This exercise asks for every line of the material that contains the word "migration".

● **Recorded data**:
::::

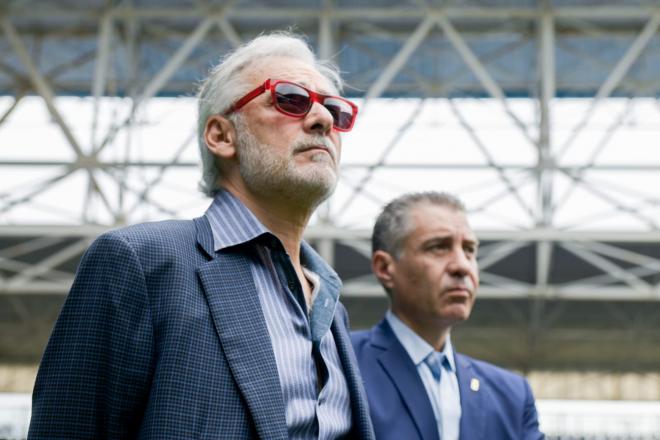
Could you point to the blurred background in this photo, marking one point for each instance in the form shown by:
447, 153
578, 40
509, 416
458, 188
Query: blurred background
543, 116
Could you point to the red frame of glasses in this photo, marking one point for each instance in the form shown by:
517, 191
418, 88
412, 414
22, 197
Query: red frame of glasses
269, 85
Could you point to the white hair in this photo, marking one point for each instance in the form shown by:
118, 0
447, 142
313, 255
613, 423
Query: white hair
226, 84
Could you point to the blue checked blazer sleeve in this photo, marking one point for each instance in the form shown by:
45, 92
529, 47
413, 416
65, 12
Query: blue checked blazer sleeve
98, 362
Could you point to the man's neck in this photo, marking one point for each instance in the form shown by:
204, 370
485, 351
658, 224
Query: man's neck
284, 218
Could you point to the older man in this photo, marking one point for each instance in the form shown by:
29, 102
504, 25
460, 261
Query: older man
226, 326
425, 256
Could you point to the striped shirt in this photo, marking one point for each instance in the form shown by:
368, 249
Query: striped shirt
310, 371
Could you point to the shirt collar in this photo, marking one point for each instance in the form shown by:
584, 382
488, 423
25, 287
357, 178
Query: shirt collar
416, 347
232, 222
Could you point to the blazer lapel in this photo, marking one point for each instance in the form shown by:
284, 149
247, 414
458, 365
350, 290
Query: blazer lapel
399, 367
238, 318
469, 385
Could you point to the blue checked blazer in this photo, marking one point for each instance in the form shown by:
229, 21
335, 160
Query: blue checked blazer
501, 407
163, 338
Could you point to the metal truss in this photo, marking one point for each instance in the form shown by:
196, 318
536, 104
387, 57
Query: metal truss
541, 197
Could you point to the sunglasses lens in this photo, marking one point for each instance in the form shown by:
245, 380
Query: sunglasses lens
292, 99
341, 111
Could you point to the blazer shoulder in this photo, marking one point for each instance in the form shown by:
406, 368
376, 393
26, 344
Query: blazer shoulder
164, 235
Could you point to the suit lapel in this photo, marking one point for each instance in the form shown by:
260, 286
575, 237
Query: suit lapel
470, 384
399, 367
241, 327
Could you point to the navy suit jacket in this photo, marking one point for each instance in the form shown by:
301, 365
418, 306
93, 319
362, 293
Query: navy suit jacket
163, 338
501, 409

::::

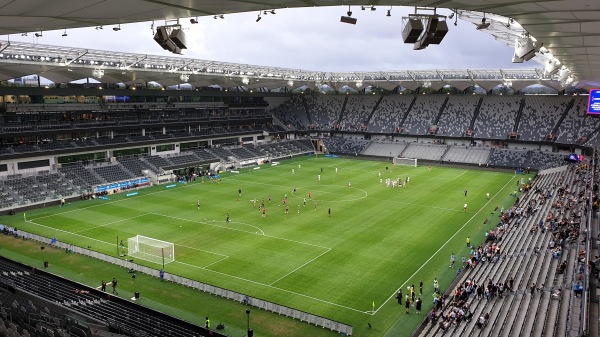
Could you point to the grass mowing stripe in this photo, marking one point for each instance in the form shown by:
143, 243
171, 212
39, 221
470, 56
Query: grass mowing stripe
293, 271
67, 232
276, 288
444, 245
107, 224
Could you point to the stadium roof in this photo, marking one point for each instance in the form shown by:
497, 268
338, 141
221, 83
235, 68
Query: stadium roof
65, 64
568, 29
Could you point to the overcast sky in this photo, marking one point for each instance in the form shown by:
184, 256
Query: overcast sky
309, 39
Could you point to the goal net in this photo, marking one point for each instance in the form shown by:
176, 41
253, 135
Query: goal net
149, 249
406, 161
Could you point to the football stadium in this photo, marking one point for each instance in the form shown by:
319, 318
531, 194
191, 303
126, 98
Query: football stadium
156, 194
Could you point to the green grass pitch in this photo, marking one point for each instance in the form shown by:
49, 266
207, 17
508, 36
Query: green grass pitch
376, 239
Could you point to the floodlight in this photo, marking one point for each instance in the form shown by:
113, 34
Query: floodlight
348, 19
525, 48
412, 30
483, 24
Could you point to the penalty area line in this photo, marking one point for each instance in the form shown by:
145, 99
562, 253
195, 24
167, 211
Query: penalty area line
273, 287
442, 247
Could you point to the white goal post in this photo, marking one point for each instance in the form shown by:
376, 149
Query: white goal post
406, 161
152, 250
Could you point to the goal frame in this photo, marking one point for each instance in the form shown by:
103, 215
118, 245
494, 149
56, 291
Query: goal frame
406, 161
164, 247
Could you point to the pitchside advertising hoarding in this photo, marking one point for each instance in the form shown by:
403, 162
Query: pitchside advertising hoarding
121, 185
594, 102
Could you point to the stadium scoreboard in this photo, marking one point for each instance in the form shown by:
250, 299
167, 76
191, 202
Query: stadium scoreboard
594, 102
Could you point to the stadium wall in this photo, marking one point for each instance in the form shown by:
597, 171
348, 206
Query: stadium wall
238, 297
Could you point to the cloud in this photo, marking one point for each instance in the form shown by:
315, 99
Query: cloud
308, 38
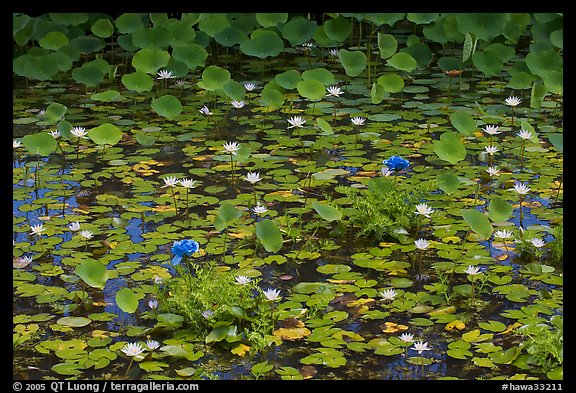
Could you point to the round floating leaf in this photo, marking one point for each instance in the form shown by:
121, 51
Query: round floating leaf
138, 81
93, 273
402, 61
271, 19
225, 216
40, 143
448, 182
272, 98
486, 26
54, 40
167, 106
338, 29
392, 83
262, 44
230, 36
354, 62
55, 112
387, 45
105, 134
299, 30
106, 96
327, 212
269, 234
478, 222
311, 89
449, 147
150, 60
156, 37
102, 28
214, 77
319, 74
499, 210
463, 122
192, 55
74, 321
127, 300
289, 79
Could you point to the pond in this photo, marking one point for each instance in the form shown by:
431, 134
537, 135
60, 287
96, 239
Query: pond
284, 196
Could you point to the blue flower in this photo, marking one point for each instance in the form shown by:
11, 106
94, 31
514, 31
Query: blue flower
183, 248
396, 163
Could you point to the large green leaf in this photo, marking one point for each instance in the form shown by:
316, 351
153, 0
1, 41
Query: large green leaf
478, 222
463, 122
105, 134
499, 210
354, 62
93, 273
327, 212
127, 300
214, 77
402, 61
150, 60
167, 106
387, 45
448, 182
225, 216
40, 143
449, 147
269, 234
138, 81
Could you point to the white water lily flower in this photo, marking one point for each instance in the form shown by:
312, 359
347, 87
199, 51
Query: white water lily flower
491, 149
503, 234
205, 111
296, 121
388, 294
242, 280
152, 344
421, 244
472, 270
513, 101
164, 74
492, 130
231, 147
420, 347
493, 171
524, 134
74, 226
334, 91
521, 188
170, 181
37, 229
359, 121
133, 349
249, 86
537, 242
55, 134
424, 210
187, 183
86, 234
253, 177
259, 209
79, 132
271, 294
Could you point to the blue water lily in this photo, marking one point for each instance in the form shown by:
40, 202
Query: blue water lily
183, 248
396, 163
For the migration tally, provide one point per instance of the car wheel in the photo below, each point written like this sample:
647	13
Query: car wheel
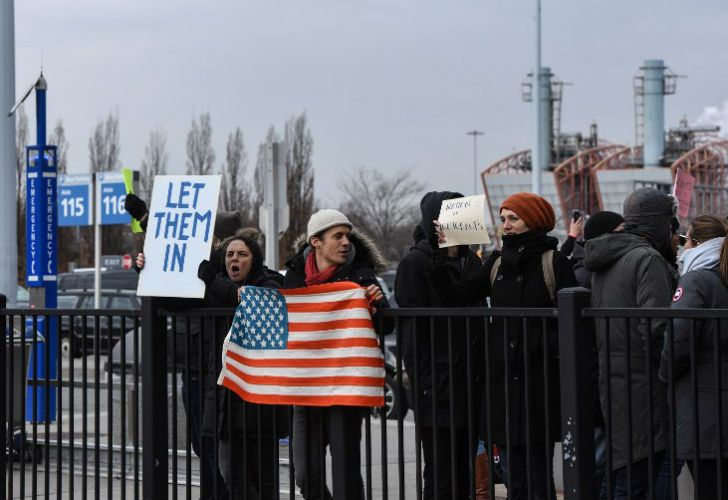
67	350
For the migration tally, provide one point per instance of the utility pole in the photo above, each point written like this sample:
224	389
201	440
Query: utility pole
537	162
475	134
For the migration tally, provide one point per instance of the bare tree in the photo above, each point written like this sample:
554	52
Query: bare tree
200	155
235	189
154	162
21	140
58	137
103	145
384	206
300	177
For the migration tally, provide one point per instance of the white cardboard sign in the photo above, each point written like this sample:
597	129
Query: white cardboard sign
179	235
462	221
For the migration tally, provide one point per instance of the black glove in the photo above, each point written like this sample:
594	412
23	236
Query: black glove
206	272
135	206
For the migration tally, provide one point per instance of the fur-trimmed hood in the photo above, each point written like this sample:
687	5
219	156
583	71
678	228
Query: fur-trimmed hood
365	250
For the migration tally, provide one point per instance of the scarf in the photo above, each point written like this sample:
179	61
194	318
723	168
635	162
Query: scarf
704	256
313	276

::::

● **Result for this exercise**:
For the migration tally, provide one point per instance of the car wheel in the photo below, each point written like this sample:
For the migration tally, provide one point per instance of the utility pole in the photo above, each point written like this sample:
For the migration tally, provide one point per instance of the bare tree in the photo above, each point written like this sample:
For the migration tally, provide one point per instance of the white cardboard sign in the photo above, each point written like this sample:
For the migration tally, provide one point per instance of the black glove in the photo above, each point written like this sample:
For the migration tally, provide one point per instance of the fur-trimmed hood in the photo above, each point written like this sample:
For the migration tally, provide one point per instance of the scarf in the photo above, each point written like this sample:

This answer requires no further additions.